Saved entries:

______________________________

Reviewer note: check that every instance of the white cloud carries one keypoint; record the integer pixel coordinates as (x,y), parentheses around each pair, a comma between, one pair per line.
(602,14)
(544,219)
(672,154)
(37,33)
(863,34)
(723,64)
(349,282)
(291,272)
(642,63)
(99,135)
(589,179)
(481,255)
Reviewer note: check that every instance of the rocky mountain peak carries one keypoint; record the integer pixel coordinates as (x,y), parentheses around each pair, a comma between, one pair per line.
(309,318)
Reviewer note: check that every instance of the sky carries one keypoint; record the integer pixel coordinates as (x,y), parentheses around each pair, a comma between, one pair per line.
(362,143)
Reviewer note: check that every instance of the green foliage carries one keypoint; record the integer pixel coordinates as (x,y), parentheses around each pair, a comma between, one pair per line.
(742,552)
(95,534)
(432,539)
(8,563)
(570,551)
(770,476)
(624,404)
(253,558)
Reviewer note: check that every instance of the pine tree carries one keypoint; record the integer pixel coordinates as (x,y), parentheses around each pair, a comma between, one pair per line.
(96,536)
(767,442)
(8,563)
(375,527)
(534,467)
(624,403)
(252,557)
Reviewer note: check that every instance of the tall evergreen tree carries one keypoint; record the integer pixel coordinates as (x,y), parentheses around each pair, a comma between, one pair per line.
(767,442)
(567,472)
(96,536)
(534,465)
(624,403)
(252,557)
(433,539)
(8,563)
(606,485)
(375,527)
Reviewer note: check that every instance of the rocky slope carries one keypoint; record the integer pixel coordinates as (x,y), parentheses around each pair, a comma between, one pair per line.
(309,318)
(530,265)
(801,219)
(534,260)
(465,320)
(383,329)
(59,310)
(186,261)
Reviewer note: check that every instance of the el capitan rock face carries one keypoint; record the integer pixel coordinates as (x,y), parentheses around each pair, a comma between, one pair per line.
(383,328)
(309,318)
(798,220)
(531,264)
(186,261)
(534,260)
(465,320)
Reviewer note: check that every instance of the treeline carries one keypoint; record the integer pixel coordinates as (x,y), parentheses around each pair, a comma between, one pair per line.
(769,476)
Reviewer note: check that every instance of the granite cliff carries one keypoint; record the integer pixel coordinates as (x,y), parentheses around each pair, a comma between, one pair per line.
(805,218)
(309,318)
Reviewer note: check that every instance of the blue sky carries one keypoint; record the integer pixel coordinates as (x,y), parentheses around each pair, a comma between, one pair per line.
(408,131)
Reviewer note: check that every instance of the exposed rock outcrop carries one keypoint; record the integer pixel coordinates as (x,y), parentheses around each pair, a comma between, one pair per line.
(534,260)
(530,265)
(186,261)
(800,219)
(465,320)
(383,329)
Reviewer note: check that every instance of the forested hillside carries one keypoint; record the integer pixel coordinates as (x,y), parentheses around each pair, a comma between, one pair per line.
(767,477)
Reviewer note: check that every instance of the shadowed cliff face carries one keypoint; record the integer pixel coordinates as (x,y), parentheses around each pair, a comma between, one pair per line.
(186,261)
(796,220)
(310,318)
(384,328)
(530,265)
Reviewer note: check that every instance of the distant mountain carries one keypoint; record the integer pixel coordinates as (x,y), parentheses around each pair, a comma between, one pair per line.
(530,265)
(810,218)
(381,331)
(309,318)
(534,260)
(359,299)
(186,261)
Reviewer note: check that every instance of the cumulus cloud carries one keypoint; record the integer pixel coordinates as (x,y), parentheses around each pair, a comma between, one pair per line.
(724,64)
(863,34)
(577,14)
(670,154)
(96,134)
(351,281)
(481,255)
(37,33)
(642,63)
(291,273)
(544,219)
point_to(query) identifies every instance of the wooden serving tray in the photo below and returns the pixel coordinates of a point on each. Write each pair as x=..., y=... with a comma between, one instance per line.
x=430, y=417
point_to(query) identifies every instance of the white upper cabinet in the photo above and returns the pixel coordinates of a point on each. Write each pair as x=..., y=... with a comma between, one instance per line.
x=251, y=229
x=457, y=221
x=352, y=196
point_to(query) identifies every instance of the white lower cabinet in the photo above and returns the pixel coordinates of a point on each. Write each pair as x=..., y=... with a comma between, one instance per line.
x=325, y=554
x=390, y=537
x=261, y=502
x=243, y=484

______________________________

Instructions for the task:
Please output all of the entries without changing a single character.

Response to the task:
Reviewer note: check that every instance of the white cloud carries one keypoint; record the integer pixel coordinates as (x,y), parentheses around each pair, a comma between, one pair per line.
(602,14)
(544,219)
(672,154)
(37,33)
(863,34)
(723,64)
(349,282)
(291,272)
(642,63)
(99,135)
(589,179)
(481,255)
Reviewer note: check that every instance of the rocky mountain peak carries one keypoint; record the integer pixel coordinates as (x,y), parentheses around each pair, a comma between, one pair per line.
(309,318)
Reviewer note: check that every instance of the sky carries one keypoint; record the integer pixel coordinates as (x,y), parentheses around each pair, a comma between, one pair per line.
(362,143)
Reviewer note: check that every instance of the green foliage carries one keypoint; record the integer pixel coordinates as (x,y), parentheses around each pair, a comma between, one pair per line.
(742,552)
(95,534)
(432,539)
(8,563)
(570,551)
(770,476)
(624,404)
(253,558)
Reviewer note: check that every instance of the pine tree carries one keypoint; record the integer pixel coordinates as (x,y), parentheses around each pair, a comma between, one pair per line.
(96,536)
(767,442)
(8,563)
(375,527)
(534,467)
(624,403)
(252,557)
Reviewer note: check that every instance of the tall evergreen tree carries one keypoint; record the integer pixel coordinates as (x,y), parentheses around each pair, a comma between, one pair per line.
(767,442)
(567,472)
(96,536)
(534,465)
(624,403)
(252,557)
(433,539)
(8,563)
(606,485)
(375,527)
Reviewer note: check that every instance of the rocky slope carries one keypoint; record the integer pixel coordinates as (x,y), parentheses around each pair, a comma between, one pair per line.
(309,318)
(530,265)
(801,219)
(534,260)
(465,320)
(383,329)
(59,310)
(186,261)
Reviewer note: check that every instance of the el capitan rock face carries one keypoint; record the integer pixel coordinates as (x,y), parentheses around each pair, a comma between, one pair per line.
(383,328)
(309,318)
(798,220)
(531,264)
(186,261)
(534,260)
(465,320)
Reviewer note: check that every instance of the treeline carries one keypoint; record the integer pixel coordinates as (x,y), parentheses around each pair, a comma between, one pair per line.
(769,476)
Reviewer note: check that every instance of the granite cliff carries one keypoint; record the integer pixel coordinates as (x,y), parentheses around each pair, a comma between, one pair per line.
(805,218)
(309,318)
Reviewer note: check that every instance of the blue sky carries one keypoint; record the integer pixel coordinates as (x,y), parentheses around each pair, a comma between, one pair per line.
(408,131)
Reviewer note: check that every instance of the exposed rock outcrop carries one keypoint; record the integer pixel coordinates as (x,y), parentheses around each pair, a comma between, one pair per line.
(534,260)
(530,265)
(186,261)
(800,219)
(465,320)
(383,329)
Reviewer note: check that every instance of the forested hillside carries one keypoint; record the integer pixel coordinates as (x,y), parentheses around each pair, a comma between, one pair per line.
(767,477)
Reviewer note: check that every instance of the shadowed cliff face carries one keypoint; record the integer pixel coordinates as (x,y), parentheses around each pair, a comma between, one pair per line.
(186,261)
(796,220)
(310,318)
(384,328)
(530,265)
Reviewer note: check that every instance of the distant mountain carries one keypoint; record the integer pixel coordinates as (x,y), parentheses around each pair, a comma between, one pair per line.
(530,265)
(810,218)
(381,331)
(309,318)
(534,260)
(359,299)
(186,261)
Reviewer note: check that every instance of the cumulus cloud carries one keypoint; record the integer pixel coordinates as (x,y), parentheses around each pair, a comma between, one pair per line.
(724,64)
(863,34)
(577,14)
(670,154)
(96,134)
(351,281)
(481,255)
(37,33)
(642,63)
(291,273)
(544,219)
point_to(query) identifies every instance of the wooden serving tray in the photo below and returns the pixel coordinates of a point on each. Write each pair as x=..., y=... with a comma between, one instance per line.
x=430, y=417
point_to(query) identifies every instance of the white upper cabinet in the photo above and returns the pixel coordinates of a point on each. Write each pair as x=..., y=... with a comma between, one instance per line.
x=251, y=229
x=457, y=221
x=352, y=196
point_to(query) identifies every instance of the white lower cabinet in the photo above and returns the pixel coordinates of a point on each. Write each pair as x=..., y=... with a comma between, one instance per line.
x=325, y=554
x=390, y=537
x=261, y=502
x=243, y=484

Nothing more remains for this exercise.